___ SOURCE PASSAGE
I think that's the least of its problems. AFAICS this analysis ignores
(1) the problem that the TID space is nonuniform, ie we don't know how
many tuples in each page until we look;
(2) the problem that we don't know the overall number of tuples
beforehand.
I'm not sure that there is any way to deal with (1) fully without
examining every single page, but algorithms that assume that the TIDs
are numbered linearly are broken before they start.
regards, tom lane
"Kevin Grittner" <Kevin.Grittner@wicourts.gov> writes:
> Florian Pflug <fgp@phlo.org> wrote:
>> Maybe one can get rid of these sorts of problems by factoring in
>> the expected density of the table beforehand and simply accepting
>> that the results will be inaccurate if the statistics are
>> outdated?
______
§ **SHORT PROBLEM 1**: Which two problems does the TID sampling passage say the analysis ignores?
§ **SHORT PROBLEM 2**: Carry on the TID sampling passage from its final line.
The listing has nothing to do with the TID sampling passage.
___ SUPPLIED INFORMATION
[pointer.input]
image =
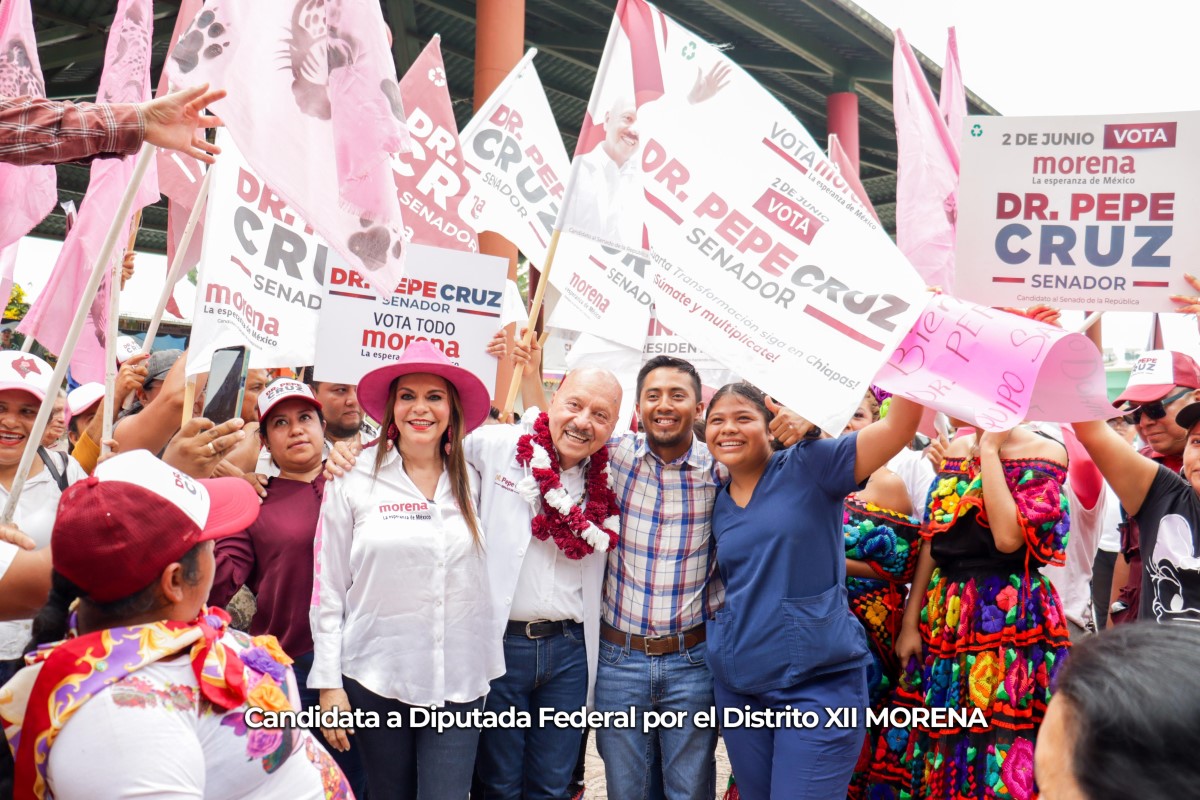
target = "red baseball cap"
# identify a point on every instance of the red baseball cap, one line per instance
______
§ **EXERCISE RESULT 1**: It ignores that the TID space is nonuniform, so the number of tuples on each page is unknown until the page is examined, and that the overall number of tuples is not known beforehand.

§ **EXERCISE RESULT 2**:
> Unless I'm missing something, I think that works for percentage
> selection, which is what the standard talks about, without any need
> to iterate through addition samples. Good idea! We don't need to
> do any second pass to pare down initial results, either. This
> greatly simplifies coding while providing exactly what the standard
> requires.
>> I'm not totally sure whether this approach is sensible to
>> non-uniformity in the tuple to line-pointer assignment, though.
If you're willing to accept that the quality of the results depends on
having up-to-date stats, then I'd suggest (1) use the planner's existing
technology to estimate the number of rows in the table; (2) multiply
by sampling factor you want to get a desired number of sample rows;
(3) use ANALYZE's existing technology to acquire that many sample rows.
While the ANALYZE code isn't perfect with respect to the problem of
nonuniform TID density, it certainly will be a lot better than
pretending that that problem doesn't exist.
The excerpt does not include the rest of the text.